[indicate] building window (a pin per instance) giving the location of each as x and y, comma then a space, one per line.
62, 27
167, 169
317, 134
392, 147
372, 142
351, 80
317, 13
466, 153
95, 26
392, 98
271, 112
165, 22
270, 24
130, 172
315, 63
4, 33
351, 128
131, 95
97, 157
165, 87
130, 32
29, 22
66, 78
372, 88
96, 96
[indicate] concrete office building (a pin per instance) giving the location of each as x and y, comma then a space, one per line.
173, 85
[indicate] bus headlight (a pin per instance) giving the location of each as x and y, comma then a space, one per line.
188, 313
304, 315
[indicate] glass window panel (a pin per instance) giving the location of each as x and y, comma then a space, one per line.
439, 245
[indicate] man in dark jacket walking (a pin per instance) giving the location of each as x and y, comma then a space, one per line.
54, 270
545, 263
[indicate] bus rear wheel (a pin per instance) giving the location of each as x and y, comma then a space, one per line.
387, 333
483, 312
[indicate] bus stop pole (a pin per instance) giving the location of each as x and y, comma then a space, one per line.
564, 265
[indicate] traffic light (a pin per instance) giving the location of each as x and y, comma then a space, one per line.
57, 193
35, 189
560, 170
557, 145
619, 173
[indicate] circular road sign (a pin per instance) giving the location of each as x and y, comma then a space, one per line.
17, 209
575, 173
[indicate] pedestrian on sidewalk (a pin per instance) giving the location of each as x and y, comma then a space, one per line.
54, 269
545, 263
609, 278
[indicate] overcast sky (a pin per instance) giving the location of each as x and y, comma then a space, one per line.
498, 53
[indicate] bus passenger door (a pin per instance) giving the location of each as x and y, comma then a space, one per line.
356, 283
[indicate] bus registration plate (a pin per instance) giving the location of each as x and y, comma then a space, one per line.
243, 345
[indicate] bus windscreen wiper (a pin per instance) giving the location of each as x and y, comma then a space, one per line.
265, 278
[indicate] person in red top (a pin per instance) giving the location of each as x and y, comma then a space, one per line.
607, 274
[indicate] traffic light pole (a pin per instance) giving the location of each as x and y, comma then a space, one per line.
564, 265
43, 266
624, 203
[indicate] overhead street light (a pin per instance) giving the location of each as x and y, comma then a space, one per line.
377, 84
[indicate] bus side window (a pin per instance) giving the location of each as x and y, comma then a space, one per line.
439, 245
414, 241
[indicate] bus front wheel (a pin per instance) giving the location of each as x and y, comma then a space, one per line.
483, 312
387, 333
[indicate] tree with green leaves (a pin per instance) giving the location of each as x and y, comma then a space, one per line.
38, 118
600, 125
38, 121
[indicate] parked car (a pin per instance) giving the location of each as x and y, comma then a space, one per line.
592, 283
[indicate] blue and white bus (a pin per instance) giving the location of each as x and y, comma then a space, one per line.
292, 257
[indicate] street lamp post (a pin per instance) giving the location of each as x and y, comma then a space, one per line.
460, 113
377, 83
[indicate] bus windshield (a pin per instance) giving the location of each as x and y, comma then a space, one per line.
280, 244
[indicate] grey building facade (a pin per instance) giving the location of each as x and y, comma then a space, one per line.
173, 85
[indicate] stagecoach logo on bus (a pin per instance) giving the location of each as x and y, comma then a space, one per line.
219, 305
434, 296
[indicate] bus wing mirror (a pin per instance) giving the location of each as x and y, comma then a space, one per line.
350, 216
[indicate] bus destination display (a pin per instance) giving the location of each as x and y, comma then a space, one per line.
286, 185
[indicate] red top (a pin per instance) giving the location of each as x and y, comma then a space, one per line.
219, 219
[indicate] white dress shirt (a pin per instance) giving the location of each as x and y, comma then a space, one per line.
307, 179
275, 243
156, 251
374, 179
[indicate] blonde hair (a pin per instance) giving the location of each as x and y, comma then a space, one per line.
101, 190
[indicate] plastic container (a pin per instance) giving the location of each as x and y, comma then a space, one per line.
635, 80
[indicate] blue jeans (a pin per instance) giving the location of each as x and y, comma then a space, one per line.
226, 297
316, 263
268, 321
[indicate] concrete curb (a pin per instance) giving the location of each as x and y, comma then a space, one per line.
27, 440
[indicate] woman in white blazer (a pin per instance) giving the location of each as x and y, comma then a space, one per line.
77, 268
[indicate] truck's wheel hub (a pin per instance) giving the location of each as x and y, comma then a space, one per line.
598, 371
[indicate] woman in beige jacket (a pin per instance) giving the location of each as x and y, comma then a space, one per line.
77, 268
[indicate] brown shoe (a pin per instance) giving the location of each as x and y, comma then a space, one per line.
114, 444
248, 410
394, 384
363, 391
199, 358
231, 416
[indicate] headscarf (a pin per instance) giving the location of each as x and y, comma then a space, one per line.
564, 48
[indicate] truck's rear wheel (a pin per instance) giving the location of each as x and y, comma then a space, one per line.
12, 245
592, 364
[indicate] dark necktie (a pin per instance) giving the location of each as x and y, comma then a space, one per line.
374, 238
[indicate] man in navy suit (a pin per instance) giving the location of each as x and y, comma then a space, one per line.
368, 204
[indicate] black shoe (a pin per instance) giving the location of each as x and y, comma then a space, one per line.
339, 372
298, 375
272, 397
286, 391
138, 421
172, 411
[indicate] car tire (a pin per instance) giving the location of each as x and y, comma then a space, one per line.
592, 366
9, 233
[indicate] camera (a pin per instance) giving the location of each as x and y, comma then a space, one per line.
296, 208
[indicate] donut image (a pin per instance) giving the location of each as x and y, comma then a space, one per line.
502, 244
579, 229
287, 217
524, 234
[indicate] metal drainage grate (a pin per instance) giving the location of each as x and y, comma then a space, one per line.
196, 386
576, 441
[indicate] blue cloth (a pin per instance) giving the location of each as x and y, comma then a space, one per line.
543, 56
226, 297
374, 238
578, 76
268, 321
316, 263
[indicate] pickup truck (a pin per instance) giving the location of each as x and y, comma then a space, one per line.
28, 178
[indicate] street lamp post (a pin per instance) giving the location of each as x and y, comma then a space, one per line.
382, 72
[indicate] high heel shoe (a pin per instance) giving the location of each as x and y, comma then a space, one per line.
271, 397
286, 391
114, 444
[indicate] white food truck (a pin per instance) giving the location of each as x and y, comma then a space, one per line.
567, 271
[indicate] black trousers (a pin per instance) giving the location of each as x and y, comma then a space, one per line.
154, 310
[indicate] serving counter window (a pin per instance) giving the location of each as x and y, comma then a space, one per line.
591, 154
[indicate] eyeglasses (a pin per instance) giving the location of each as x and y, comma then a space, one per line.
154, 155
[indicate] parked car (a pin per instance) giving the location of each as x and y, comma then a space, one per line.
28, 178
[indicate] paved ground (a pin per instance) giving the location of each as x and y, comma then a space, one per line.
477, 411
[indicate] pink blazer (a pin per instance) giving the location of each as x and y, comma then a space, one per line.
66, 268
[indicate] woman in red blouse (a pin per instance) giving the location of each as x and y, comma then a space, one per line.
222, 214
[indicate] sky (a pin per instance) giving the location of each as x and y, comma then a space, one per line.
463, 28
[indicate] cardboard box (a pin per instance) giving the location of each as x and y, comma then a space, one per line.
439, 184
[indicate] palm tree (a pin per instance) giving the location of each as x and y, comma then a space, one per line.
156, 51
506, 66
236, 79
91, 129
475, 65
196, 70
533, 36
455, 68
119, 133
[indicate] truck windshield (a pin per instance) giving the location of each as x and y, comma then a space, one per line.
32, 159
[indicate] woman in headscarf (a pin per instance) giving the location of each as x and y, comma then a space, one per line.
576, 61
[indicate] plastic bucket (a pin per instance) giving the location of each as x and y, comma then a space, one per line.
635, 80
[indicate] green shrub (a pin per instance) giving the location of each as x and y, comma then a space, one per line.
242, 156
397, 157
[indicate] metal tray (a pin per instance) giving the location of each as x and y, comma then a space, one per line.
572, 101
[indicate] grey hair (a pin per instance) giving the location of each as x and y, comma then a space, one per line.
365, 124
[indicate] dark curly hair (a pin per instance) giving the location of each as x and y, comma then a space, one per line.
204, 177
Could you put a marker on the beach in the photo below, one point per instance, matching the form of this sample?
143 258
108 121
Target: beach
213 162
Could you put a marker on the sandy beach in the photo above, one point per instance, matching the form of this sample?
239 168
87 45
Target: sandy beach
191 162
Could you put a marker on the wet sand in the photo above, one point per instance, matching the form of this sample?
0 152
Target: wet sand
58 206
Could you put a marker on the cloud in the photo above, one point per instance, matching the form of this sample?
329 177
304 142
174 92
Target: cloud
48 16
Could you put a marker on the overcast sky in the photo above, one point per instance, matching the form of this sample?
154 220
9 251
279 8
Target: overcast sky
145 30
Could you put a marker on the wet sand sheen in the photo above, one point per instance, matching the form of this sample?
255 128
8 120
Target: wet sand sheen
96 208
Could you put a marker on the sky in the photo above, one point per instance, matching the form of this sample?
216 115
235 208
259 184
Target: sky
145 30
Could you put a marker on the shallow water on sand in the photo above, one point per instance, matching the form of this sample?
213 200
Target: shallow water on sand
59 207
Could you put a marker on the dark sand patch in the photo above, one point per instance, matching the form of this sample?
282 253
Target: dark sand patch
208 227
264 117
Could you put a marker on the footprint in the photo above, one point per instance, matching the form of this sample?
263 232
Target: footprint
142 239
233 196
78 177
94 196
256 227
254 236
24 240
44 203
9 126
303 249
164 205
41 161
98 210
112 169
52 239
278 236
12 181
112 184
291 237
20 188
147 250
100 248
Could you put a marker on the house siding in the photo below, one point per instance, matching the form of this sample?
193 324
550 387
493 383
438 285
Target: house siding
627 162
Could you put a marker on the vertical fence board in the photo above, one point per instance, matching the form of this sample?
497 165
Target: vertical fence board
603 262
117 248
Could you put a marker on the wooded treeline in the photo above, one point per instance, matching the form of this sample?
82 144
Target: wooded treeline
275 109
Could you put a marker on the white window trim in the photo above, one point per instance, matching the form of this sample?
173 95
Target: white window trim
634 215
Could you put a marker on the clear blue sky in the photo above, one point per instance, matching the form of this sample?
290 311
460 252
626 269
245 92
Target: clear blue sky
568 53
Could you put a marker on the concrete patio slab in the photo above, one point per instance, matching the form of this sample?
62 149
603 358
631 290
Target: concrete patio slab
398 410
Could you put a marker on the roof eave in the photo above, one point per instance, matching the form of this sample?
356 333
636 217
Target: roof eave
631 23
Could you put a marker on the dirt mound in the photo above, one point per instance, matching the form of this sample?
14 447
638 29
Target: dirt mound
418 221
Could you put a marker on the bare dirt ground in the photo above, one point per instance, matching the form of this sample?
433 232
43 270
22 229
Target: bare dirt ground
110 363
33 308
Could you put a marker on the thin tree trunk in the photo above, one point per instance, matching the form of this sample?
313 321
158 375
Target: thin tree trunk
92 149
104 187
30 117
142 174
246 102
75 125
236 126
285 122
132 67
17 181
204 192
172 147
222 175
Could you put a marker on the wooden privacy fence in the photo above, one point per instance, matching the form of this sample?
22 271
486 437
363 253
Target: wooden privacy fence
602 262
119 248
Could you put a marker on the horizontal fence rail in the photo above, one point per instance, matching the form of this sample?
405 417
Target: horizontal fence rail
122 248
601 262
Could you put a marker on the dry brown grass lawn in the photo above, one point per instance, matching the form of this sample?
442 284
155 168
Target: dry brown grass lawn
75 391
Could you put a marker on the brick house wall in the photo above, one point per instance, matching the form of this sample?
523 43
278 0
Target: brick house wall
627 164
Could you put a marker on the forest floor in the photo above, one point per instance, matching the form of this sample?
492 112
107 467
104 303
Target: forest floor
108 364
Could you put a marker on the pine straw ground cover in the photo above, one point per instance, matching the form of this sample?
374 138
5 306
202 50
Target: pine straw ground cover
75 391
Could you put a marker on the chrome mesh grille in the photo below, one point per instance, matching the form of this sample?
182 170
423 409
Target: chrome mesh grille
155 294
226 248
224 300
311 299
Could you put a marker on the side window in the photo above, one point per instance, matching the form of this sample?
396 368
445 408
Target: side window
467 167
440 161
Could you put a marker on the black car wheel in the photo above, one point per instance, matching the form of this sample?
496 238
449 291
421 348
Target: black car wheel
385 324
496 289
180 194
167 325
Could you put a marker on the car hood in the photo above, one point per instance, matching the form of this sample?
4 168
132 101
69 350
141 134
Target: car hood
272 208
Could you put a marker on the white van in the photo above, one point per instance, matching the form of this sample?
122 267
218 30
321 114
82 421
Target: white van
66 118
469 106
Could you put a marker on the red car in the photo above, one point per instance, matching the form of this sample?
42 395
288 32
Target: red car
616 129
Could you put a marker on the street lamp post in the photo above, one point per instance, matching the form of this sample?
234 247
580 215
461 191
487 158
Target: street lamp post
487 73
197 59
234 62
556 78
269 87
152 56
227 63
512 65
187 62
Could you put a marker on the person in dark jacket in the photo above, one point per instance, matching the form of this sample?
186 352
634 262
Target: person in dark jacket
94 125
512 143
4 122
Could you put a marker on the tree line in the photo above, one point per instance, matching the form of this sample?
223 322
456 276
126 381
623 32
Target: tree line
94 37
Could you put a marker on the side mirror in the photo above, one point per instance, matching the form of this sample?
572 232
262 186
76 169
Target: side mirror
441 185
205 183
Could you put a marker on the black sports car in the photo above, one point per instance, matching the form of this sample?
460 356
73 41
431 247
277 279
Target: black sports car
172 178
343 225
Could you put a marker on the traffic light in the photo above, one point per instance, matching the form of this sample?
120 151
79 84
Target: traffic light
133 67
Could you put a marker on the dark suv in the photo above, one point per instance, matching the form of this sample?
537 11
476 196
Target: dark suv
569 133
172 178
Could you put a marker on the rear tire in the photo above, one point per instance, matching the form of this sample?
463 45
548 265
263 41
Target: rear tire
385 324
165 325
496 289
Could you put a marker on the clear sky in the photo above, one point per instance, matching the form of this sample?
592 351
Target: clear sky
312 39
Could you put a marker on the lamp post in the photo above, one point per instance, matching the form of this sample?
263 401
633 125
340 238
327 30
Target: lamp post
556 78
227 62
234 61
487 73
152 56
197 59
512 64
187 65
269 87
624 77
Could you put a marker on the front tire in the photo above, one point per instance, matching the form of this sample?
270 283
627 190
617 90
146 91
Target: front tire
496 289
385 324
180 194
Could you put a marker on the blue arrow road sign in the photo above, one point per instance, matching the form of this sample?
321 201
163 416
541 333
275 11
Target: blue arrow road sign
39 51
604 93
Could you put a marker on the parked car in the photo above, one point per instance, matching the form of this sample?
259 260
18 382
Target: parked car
┄┄┄┄┄┄┄┄┄┄
Exercise requirements: Starting at the line containing "Could you put a marker on the front" and ending at the last line of the material, write those lines out again with the requests included, raising every answer coordinate by 145.

Written response:
Could you put a marker on the front tire in the photo above, one point per instance, matching the form of this sample?
270 283
627 190
617 90
146 91
Target: front tire
641 434
530 469
325 339
Could you put a marker on the blue arrow road sign in the photo above, one point per instance, matching the form of this sample?
321 201
163 416
541 333
275 11
Target: blue arrow road sign
184 196
749 238
Could you put a marker on the parked car in the photo above, one point per instance, matching the form of this sample?
259 260
18 382
Target: parked car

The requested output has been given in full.